**WHAT NEEDS TO BE DONE:** Every record below should be repeated word for word, with the pictures left out.

Segmentation mask data:
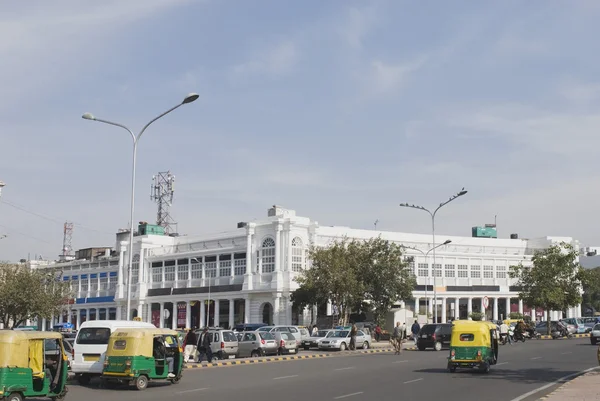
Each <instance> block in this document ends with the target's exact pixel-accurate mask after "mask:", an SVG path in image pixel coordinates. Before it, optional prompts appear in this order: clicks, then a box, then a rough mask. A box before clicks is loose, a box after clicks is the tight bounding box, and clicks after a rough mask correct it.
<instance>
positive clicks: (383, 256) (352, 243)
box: [291, 238, 416, 324]
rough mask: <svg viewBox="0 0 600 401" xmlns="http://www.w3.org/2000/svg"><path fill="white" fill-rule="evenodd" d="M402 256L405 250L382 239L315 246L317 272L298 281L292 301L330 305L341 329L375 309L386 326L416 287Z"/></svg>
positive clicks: (314, 262)
mask: <svg viewBox="0 0 600 401" xmlns="http://www.w3.org/2000/svg"><path fill="white" fill-rule="evenodd" d="M402 251H403V248H402V247H401V246H400V245H396V244H394V243H391V242H389V241H385V240H383V239H381V238H374V239H371V240H368V241H358V240H352V241H349V240H347V239H344V240H342V241H336V242H334V243H333V244H332V245H331V246H329V247H327V248H318V247H313V248H311V250H310V251H309V258H310V259H311V262H312V267H311V269H308V270H305V271H304V272H302V274H301V275H300V276H298V277H297V278H296V281H297V282H298V284H299V285H300V286H299V288H298V290H296V291H295V292H294V293H293V294H292V297H291V299H292V301H293V302H294V303H296V304H297V305H298V306H300V307H304V306H310V305H321V304H323V303H326V302H328V301H331V303H332V304H333V305H334V307H335V309H336V312H337V313H338V314H339V316H340V317H341V323H342V324H345V323H347V322H348V317H349V315H350V311H351V310H354V311H359V310H363V311H364V310H367V309H372V310H373V313H374V315H375V320H376V322H377V323H379V324H382V323H383V321H385V314H386V313H387V312H388V311H389V310H390V309H391V307H392V306H393V305H394V303H396V302H398V301H401V300H407V299H409V298H410V297H412V291H413V289H414V287H415V285H416V280H415V279H414V277H413V276H412V274H411V272H410V270H409V268H408V263H407V262H405V261H404V260H403V258H402Z"/></svg>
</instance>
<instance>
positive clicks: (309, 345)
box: [302, 330, 333, 351]
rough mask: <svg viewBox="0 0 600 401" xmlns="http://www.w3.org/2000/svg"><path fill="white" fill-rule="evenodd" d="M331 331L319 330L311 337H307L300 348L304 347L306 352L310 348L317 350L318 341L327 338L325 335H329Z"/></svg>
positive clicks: (326, 335) (331, 330) (318, 341)
mask: <svg viewBox="0 0 600 401" xmlns="http://www.w3.org/2000/svg"><path fill="white" fill-rule="evenodd" d="M332 331H333V330H319V331H317V333H316V334H315V335H313V336H311V337H309V338H308V339H306V340H304V341H302V347H304V349H305V350H306V351H308V350H309V349H311V348H319V340H322V339H324V338H325V337H327V335H328V334H329V333H331V332H332Z"/></svg>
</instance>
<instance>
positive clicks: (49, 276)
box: [0, 263, 71, 328]
mask: <svg viewBox="0 0 600 401" xmlns="http://www.w3.org/2000/svg"><path fill="white" fill-rule="evenodd" d="M70 292H71V290H70V286H69V284H68V283H63V282H62V281H61V280H60V277H57V276H56V275H55V274H53V273H50V272H48V271H45V270H31V269H29V268H28V267H27V266H25V265H14V264H8V263H0V322H2V323H3V324H4V327H5V328H14V327H18V326H20V325H21V324H23V323H25V322H26V321H27V320H28V319H33V318H40V319H50V318H51V317H52V315H58V314H60V313H61V311H62V309H63V307H64V305H65V303H66V301H67V299H68V297H69V296H70Z"/></svg>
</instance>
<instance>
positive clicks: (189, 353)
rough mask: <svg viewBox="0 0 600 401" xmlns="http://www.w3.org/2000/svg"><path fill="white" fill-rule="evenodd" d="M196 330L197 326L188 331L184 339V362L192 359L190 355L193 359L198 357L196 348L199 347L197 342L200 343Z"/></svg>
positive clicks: (183, 353)
mask: <svg viewBox="0 0 600 401" xmlns="http://www.w3.org/2000/svg"><path fill="white" fill-rule="evenodd" d="M194 330H196V328H195V327H194V328H192V329H191V330H190V331H188V332H187V334H186V335H185V339H184V340H183V344H184V347H183V350H184V353H183V362H184V363H188V362H189V360H190V356H191V357H192V359H195V358H196V348H197V344H198V336H196V333H195V332H194Z"/></svg>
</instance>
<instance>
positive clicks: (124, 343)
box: [106, 328, 179, 357]
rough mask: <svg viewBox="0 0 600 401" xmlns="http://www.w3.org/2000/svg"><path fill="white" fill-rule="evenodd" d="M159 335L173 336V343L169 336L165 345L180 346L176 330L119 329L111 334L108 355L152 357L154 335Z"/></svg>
mask: <svg viewBox="0 0 600 401" xmlns="http://www.w3.org/2000/svg"><path fill="white" fill-rule="evenodd" d="M157 336H173V337H174V338H175V342H174V343H173V344H171V343H169V339H168V338H167V339H166V340H165V343H166V344H165V345H166V346H167V347H179V344H178V343H177V332H176V331H174V330H169V329H156V328H126V329H117V330H115V331H114V332H113V333H112V334H111V335H110V339H109V340H108V348H107V350H106V356H107V357H108V356H147V357H152V355H153V352H152V351H153V346H154V337H157Z"/></svg>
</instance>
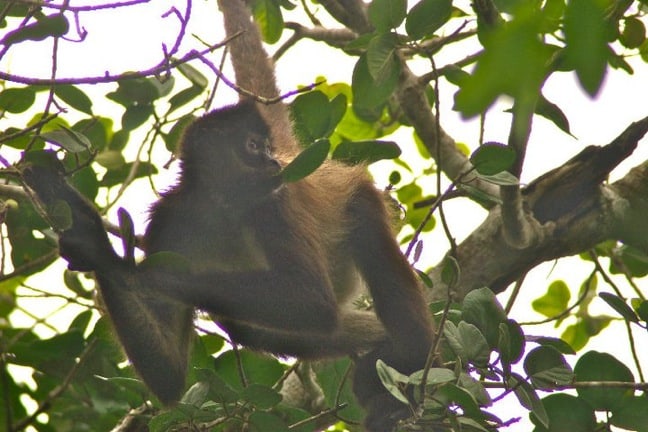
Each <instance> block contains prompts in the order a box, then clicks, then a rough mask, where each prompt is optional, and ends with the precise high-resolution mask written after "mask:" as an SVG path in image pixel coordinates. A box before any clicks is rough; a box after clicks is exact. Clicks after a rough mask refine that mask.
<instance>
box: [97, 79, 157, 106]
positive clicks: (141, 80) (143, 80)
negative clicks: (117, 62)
mask: <svg viewBox="0 0 648 432" xmlns="http://www.w3.org/2000/svg"><path fill="white" fill-rule="evenodd" d="M156 83H157V79H155V78H140V77H137V78H130V79H126V78H125V79H122V80H121V81H119V82H118V87H117V90H115V91H113V92H110V93H108V94H107V95H106V97H107V98H108V99H110V100H112V101H115V102H117V103H118V104H120V105H121V106H123V107H126V108H129V107H131V106H133V105H136V106H140V105H152V104H153V102H154V101H155V100H157V99H159V98H160V96H161V94H160V88H161V87H160V86H159V83H158V84H156Z"/></svg>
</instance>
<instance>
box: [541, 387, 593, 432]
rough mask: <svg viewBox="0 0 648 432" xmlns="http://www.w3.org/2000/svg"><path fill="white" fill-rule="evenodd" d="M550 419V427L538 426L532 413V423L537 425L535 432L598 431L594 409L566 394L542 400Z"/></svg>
mask: <svg viewBox="0 0 648 432" xmlns="http://www.w3.org/2000/svg"><path fill="white" fill-rule="evenodd" d="M542 403H543V404H544V406H545V409H546V410H547V415H548V417H549V427H544V426H542V425H538V423H537V421H538V419H537V418H536V417H535V416H534V413H531V415H530V418H531V421H532V422H533V423H534V424H536V425H537V427H536V428H535V429H534V432H565V431H569V432H592V431H594V430H596V418H595V417H594V411H593V410H592V408H591V407H590V406H589V405H588V404H587V402H585V401H584V400H583V399H581V398H577V397H575V396H571V395H568V394H564V393H558V394H552V395H549V396H547V397H546V398H544V399H542Z"/></svg>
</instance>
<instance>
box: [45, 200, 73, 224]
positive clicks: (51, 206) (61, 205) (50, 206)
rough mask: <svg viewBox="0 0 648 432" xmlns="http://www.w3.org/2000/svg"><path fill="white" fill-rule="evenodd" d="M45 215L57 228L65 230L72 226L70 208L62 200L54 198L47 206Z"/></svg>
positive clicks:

**REPLY:**
Each <instance> block in this document ends with the target's exact pixel-accurate mask after "mask:", an SVG path in image pixel coordinates. Before it, optional prompts appear in this order: clicks, then a box, then a rough mask. A box before clicks is loose, a box after clicks is the tight bounding box, and clicks after a rough mask correct it.
<instance>
positive clicks: (383, 256) (352, 243)
box: [291, 238, 416, 324]
rough mask: <svg viewBox="0 0 600 401" xmlns="http://www.w3.org/2000/svg"><path fill="white" fill-rule="evenodd" d="M402 256L405 250L382 239L315 246L317 272L298 281L292 301L330 305L341 329L375 309L386 326L416 287Z"/></svg>
positive clicks: (314, 262)
mask: <svg viewBox="0 0 600 401" xmlns="http://www.w3.org/2000/svg"><path fill="white" fill-rule="evenodd" d="M402 251H403V248H402V247H401V246H400V245H396V244H394V243H391V242H389V241H385V240H383V239H381V238H374V239H371V240H368V241H358V240H352V241H349V240H347V239H344V240H342V241H336V242H334V243H333V244H332V245H331V246H329V247H327V248H318V247H313V248H311V250H310V251H309V258H310V259H311V262H312V267H311V269H308V270H305V271H304V272H302V274H301V275H300V276H298V277H297V278H296V281H297V282H298V284H299V285H300V286H299V288H298V290H296V291H295V292H294V293H293V294H292V297H291V299H292V301H293V302H294V303H296V304H297V305H298V306H300V307H304V306H310V305H321V304H323V303H326V302H328V301H331V303H332V304H333V305H334V307H335V309H336V312H337V313H338V314H339V316H340V317H341V323H342V324H345V323H347V322H348V317H349V315H350V311H351V310H354V311H359V310H363V311H364V310H367V309H372V310H373V313H374V315H375V320H376V322H377V323H379V324H382V323H383V321H385V314H386V313H387V312H388V311H389V310H390V309H391V307H392V306H393V305H394V303H396V302H398V301H401V300H407V299H409V298H410V297H412V291H413V289H414V287H415V285H416V280H415V279H414V277H413V276H412V274H411V272H410V270H409V268H408V263H407V262H405V261H404V260H403V258H402Z"/></svg>
</instance>
<instance>
positive clicks: (309, 345)
box: [302, 330, 333, 351]
rough mask: <svg viewBox="0 0 600 401" xmlns="http://www.w3.org/2000/svg"><path fill="white" fill-rule="evenodd" d="M331 331L319 330L311 337H307L300 348L304 347L306 352L310 348L317 350L318 341L327 338L325 335H329Z"/></svg>
positive clicks: (326, 335) (331, 330) (318, 341)
mask: <svg viewBox="0 0 600 401" xmlns="http://www.w3.org/2000/svg"><path fill="white" fill-rule="evenodd" d="M332 331H333V330H319V331H317V333H316V334H315V335H313V336H311V337H309V338H308V339H306V340H304V341H302V347H304V349H305V350H306V351H308V350H309V349H311V348H319V340H322V339H324V338H325V337H327V335H328V334H329V333H331V332H332Z"/></svg>
</instance>
<instance>
positive clicks: (49, 276)
box: [0, 263, 71, 328]
mask: <svg viewBox="0 0 600 401" xmlns="http://www.w3.org/2000/svg"><path fill="white" fill-rule="evenodd" d="M70 292H71V290H70V286H69V284H68V283H63V282H62V281H61V280H60V277H57V276H56V275H55V274H53V273H50V272H48V271H45V270H31V269H29V268H28V267H27V266H25V265H14V264H8V263H0V322H2V323H3V324H4V327H5V328H14V327H18V326H20V325H21V324H23V323H25V322H26V321H27V320H28V319H33V318H40V319H50V318H51V317H52V315H58V314H60V313H61V311H62V309H63V307H64V305H65V303H66V301H67V299H68V297H69V296H70Z"/></svg>
</instance>
<instance>
positive clicks: (189, 353)
rough mask: <svg viewBox="0 0 600 401" xmlns="http://www.w3.org/2000/svg"><path fill="white" fill-rule="evenodd" d="M196 330L197 326L188 331L184 339V362L192 359L190 355L193 359L198 357L196 348L199 347L197 342L200 343Z"/></svg>
positive clicks: (183, 353)
mask: <svg viewBox="0 0 600 401" xmlns="http://www.w3.org/2000/svg"><path fill="white" fill-rule="evenodd" d="M194 330H196V328H195V327H194V328H192V329H191V330H190V331H188V332H187V334H186V335H185V339H184V340H183V344H184V347H183V350H184V353H183V362H184V363H188V362H189V360H190V356H191V357H192V359H195V358H196V348H197V344H198V336H196V333H195V332H194Z"/></svg>
</instance>
<instance>
positive clicks: (124, 343)
box: [106, 328, 179, 357]
rough mask: <svg viewBox="0 0 600 401" xmlns="http://www.w3.org/2000/svg"><path fill="white" fill-rule="evenodd" d="M159 335L173 336V343L169 336L165 345L180 346L176 330L119 329L111 334L108 355L152 357L154 335Z"/></svg>
mask: <svg viewBox="0 0 600 401" xmlns="http://www.w3.org/2000/svg"><path fill="white" fill-rule="evenodd" d="M157 336H173V337H174V338H175V342H174V343H173V344H171V343H169V339H168V338H167V339H166V340H165V343H166V344H165V345H166V346H167V347H179V344H178V343H177V332H176V331H174V330H169V329H156V328H126V329H117V330H115V331H114V332H113V333H112V334H111V335H110V339H109V340H108V348H107V350H106V356H107V357H108V356H147V357H152V355H153V352H152V351H153V346H154V337H157Z"/></svg>
</instance>
Each <instance> block contains prompts in the order a box, then clicks, then a rough mask, where each prompt is optional, and ends with the precise high-resolution mask written after "mask:" as an SVG path in image pixel coordinates. A box before any clicks is rough; a box after clicks is exact. Clicks after a rough mask refine that mask.
<instance>
box: [97, 79, 157, 106]
positive clicks: (141, 80) (143, 80)
negative clicks: (117, 62)
mask: <svg viewBox="0 0 648 432" xmlns="http://www.w3.org/2000/svg"><path fill="white" fill-rule="evenodd" d="M156 83H157V79H155V78H140V77H137V78H130V79H126V78H125V79H122V80H121V81H119V82H118V87H117V90H115V91H113V92H110V93H108V94H107V95H106V97H107V98H108V99H110V100H112V101H115V102H117V103H118V104H120V105H121V106H123V107H126V108H129V107H131V106H133V105H136V106H140V105H152V104H153V102H154V101H155V100H157V99H159V98H160V96H161V94H160V88H161V87H160V86H159V83H158V84H156Z"/></svg>
</instance>
<instance>
box: [541, 387, 593, 432]
rough mask: <svg viewBox="0 0 648 432" xmlns="http://www.w3.org/2000/svg"><path fill="white" fill-rule="evenodd" d="M550 419V427L538 426L532 413V423L537 425L535 432L598 431L594 409L566 394L542 400Z"/></svg>
mask: <svg viewBox="0 0 648 432" xmlns="http://www.w3.org/2000/svg"><path fill="white" fill-rule="evenodd" d="M542 403H543V404H544V406H545V409H546V410H547V415H548V417H549V427H544V426H542V425H538V423H537V421H538V419H537V418H536V417H535V416H534V413H531V415H530V418H531V421H532V422H533V423H534V424H536V425H537V427H536V428H535V429H534V432H565V431H569V432H592V431H594V430H596V418H595V417H594V411H593V410H592V408H591V407H590V406H589V405H588V404H587V402H585V401H584V400H583V399H581V398H577V397H575V396H571V395H568V394H564V393H558V394H552V395H549V396H547V397H546V398H544V399H542Z"/></svg>
</instance>
<instance>
box: [45, 200, 73, 224]
positive clicks: (51, 206) (61, 205) (50, 206)
rough mask: <svg viewBox="0 0 648 432" xmlns="http://www.w3.org/2000/svg"><path fill="white" fill-rule="evenodd" d="M45 215L57 228L65 230L72 226L70 208L62 200L54 198L47 206Z"/></svg>
positive clicks:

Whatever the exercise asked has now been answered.